## start

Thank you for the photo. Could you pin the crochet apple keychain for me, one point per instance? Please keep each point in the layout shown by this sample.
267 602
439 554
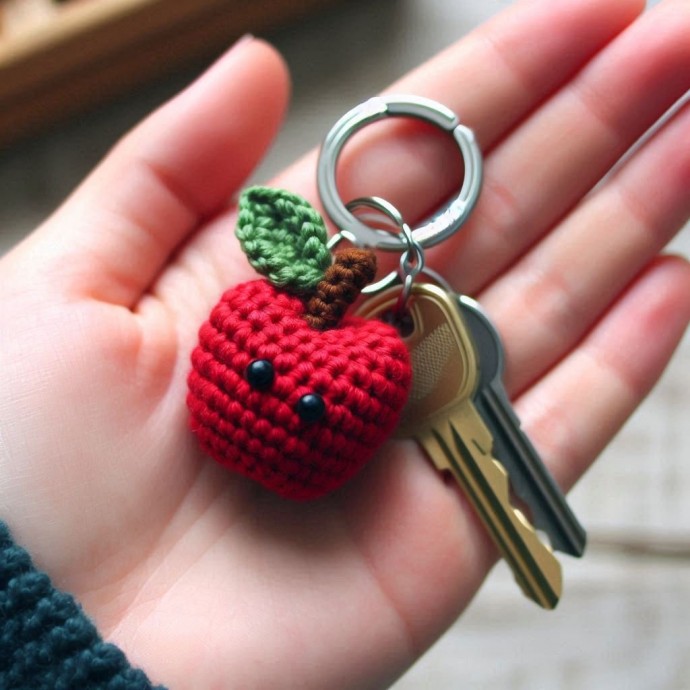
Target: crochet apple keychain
286 388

## end

§ **Work to be completed**
Can you quote every line of the records above verbatim, leaving out the pictures?

§ **Solution**
Thank you for the photo. Could you pin the crochet apple keychain for me, one point per instance? Please keep each point in the layout shown by this sample.
267 602
439 554
Target: crochet apple keychain
286 388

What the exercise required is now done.